_Required action_
Please repeat each line of the data exactly, with nothing left out.
=== Supplied data ===
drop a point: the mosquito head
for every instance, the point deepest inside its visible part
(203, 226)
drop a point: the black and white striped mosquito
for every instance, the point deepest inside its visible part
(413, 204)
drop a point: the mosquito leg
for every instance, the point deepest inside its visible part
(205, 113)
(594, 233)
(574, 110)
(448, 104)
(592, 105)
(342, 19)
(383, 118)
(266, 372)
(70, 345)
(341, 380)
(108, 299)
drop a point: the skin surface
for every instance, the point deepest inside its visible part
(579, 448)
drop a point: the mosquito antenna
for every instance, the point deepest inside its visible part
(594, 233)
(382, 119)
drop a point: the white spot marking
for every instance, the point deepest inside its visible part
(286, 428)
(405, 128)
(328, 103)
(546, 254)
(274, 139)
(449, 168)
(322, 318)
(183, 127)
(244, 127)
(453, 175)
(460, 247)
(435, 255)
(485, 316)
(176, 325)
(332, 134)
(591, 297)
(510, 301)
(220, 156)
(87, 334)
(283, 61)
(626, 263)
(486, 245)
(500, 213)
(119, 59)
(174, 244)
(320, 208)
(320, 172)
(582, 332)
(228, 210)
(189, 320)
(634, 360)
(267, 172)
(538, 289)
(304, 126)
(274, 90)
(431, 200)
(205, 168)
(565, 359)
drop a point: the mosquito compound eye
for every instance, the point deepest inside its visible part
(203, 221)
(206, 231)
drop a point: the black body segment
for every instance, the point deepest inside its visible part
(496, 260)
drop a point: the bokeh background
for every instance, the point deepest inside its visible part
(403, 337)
===
_Task response_
drop a point: the mosquito head
for every instance, the point deepest inside its visible part
(203, 226)
drop a point: the black and white striped mosquito
for every instance, the point deepest inside its visible part
(413, 204)
drop a point: the mosquito leg
for every instance, the point deepest inside its visible part
(205, 113)
(594, 233)
(574, 110)
(448, 104)
(592, 105)
(342, 19)
(383, 118)
(266, 372)
(70, 345)
(341, 380)
(108, 299)
drop a point: the skin surface
for every instance, the point deepest inside its visible part
(579, 448)
drop a point: the mosquito antenna
for every instance, the point deepest inside its visible part
(594, 233)
(382, 119)
drop a point: the white spot marking
for every instance, the point deepest inside its visible part
(286, 428)
(405, 128)
(328, 103)
(546, 254)
(274, 139)
(449, 168)
(322, 318)
(183, 127)
(244, 127)
(453, 175)
(460, 247)
(435, 255)
(485, 316)
(176, 325)
(332, 134)
(591, 297)
(510, 301)
(220, 156)
(87, 334)
(283, 61)
(626, 263)
(486, 245)
(500, 213)
(119, 59)
(174, 244)
(320, 208)
(320, 172)
(582, 332)
(228, 210)
(189, 320)
(634, 360)
(267, 172)
(538, 289)
(304, 126)
(274, 90)
(431, 200)
(205, 168)
(565, 359)
drop a point: the mosquito compound eye
for every instance, the point deepest inside its visible part
(203, 221)
(206, 231)
drop a point: the black body segment
for every instance, the point deepest inside its visible part
(496, 260)
drop a point: the bokeh background
for every instance, the point deepest inside its visible part
(403, 337)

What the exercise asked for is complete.